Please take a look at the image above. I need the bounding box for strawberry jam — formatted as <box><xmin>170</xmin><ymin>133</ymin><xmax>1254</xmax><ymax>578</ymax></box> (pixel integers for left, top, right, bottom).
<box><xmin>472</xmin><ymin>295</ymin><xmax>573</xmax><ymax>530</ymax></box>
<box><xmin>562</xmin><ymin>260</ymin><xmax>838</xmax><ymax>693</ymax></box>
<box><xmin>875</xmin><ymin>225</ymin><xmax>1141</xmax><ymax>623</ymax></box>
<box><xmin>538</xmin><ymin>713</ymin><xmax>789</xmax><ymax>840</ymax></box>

= = =

#### PROBLEM DETAILS
Rewrite the records with "strawberry jam" replaced by "peanut butter", keeping everything else the same.

#### ANSWER TO THIS TASK
Please take a look at the image above. I need the bounding box for peanut butter — formatted as <box><xmin>170</xmin><ymin>133</ymin><xmax>1254</xmax><ymax>578</ymax></box> (pixel integers for left, top, right, bottom).
<box><xmin>472</xmin><ymin>295</ymin><xmax>573</xmax><ymax>530</ymax></box>
<box><xmin>562</xmin><ymin>260</ymin><xmax>838</xmax><ymax>693</ymax></box>
<box><xmin>875</xmin><ymin>225</ymin><xmax>1141</xmax><ymax>623</ymax></box>
<box><xmin>538</xmin><ymin>713</ymin><xmax>789</xmax><ymax>840</ymax></box>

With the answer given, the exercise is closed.